Как видим, происхождение травмы у Мандельштама далеко выходит за пределы собственно революционного потрясения насилием. Речь идет о затмении культуры, об исчезновении защитных механизмов, отделяющих «человечка» от океана насилия и хаоса. Более того, речь идет о глубинном поражении культуры, служению которой Мандельштам посвятил всю предшествующую сознательную жизнь: великая традиция на глазах оборачивается миражом, бессильной иллюзией, безразлично сметаемой толпой будничных убийц.
Запечатленный в этом эпизоде кризис вполне соответствует характеристике коллективной травмы. Кэй Эриксон характеризует ее так:
Под коллективной травмой… я понимаю удар, нанесенный по основным тканям социальной жизни, который нарушает связи, соединяющие людей, и поражает доминирующее чувство социальной общности. Коллективная травма прокладывает себе дорогу медленно и даже коварно через сознание тех, кто перенес ее, и потому она лишена внезапности, обыкновенно ассоциируемой с «травмой». Но тем не менее она остается формой шока — ее порождает постепенное осознание того, что социальная общность (community) прекратила свое существование в качестве места личностной поддержки, а также понимание того, что важная часть «я» исчезла вместе с социальной общностью… «Я» продолжает существовать, хоть и надломленным и, может быть, даже навсегда изменившимся. «Вы» также продолжает существовать, хотя и на отдалении и вне соотносимости (hard to relate to) со мной. Но «мы» [в этом случае] более не существует ни как пара звеньев, ни как цепь элементов, включенных в большее коммунальное тело [254] .
254
Ericson Kai.Everything in Its Path. N.Y.: Simon and Schuster, 1976. P. 154.

■ ■ ■ ■

### Формулировка задания:
В выбранном тексте о травме у Мандельштама приведена цитата Кэй Эриксон. Объясните в одном–трех предложениях, почему коллективная травма, по этой цитате, все же остается формой шока. Опирайтесь только на этот текст.

### Раздел данных:
■ ■ ■ ■

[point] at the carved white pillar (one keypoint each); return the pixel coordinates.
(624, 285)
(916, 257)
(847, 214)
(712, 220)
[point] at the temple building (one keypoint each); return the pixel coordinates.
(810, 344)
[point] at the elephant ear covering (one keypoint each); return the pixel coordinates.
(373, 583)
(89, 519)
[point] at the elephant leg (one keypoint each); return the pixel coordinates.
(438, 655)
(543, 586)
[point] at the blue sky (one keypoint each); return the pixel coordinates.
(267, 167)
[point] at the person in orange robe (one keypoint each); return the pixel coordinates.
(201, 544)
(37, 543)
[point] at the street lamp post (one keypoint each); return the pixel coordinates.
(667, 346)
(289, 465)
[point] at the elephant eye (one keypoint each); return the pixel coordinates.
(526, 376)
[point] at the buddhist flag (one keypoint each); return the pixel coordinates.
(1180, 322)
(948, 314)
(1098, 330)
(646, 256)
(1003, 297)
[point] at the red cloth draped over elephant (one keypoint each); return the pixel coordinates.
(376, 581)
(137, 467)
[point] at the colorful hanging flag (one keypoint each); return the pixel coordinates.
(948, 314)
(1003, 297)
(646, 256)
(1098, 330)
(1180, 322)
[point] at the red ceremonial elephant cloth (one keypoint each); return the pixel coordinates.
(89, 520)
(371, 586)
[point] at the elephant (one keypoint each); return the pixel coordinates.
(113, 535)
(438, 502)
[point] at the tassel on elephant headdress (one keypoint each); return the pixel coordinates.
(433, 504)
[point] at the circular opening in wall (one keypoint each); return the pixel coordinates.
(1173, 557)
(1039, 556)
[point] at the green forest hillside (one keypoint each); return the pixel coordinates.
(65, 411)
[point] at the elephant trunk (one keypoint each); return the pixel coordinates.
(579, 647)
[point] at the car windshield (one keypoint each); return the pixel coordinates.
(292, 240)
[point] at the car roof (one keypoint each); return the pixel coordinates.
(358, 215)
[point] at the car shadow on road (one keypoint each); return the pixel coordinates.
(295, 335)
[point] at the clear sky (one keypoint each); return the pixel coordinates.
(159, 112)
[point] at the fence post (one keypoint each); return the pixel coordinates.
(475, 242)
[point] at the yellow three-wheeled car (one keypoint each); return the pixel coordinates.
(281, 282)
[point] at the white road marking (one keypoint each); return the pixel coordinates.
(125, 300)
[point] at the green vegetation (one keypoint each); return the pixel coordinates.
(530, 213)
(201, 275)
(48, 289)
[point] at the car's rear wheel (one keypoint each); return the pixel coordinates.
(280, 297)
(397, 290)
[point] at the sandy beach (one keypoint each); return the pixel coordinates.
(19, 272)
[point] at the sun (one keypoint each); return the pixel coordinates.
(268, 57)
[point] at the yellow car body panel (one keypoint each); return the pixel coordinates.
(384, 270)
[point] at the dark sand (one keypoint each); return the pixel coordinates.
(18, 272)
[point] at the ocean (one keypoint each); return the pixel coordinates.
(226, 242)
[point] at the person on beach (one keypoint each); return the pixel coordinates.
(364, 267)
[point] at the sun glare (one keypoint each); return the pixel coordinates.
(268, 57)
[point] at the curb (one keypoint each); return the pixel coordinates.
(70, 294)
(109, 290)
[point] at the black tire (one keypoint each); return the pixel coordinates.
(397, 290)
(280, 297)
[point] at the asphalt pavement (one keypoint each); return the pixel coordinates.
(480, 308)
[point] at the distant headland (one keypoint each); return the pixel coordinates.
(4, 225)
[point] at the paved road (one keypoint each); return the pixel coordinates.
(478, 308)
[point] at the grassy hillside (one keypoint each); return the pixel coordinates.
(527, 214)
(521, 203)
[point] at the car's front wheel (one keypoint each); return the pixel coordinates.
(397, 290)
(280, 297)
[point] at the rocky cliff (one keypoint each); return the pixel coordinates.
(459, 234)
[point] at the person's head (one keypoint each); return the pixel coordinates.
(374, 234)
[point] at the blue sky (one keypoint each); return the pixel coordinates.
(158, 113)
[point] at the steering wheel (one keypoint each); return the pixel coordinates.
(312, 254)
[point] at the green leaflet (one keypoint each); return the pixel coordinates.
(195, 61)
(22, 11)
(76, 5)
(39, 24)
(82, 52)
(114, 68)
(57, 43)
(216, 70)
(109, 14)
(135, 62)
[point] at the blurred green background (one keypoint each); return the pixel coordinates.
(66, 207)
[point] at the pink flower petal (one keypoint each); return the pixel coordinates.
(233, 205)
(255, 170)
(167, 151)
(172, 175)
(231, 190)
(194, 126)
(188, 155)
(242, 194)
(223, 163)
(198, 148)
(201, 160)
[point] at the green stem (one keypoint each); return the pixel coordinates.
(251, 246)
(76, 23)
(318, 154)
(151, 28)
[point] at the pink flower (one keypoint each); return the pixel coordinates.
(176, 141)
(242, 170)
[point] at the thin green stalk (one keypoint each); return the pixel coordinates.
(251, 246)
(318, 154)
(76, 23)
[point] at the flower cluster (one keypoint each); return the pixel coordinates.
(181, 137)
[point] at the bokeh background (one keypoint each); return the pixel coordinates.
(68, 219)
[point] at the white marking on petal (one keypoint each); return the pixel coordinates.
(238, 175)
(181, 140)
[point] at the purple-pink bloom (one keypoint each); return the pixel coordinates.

■ ■ ■ ■

### Результат выполнения:
Ее порождает постепенное осознание того, что социальная общность перестала быть местом личностной поддержки. К этому добавляется понимание, что вместе с этой общностью исчезла важная часть «я».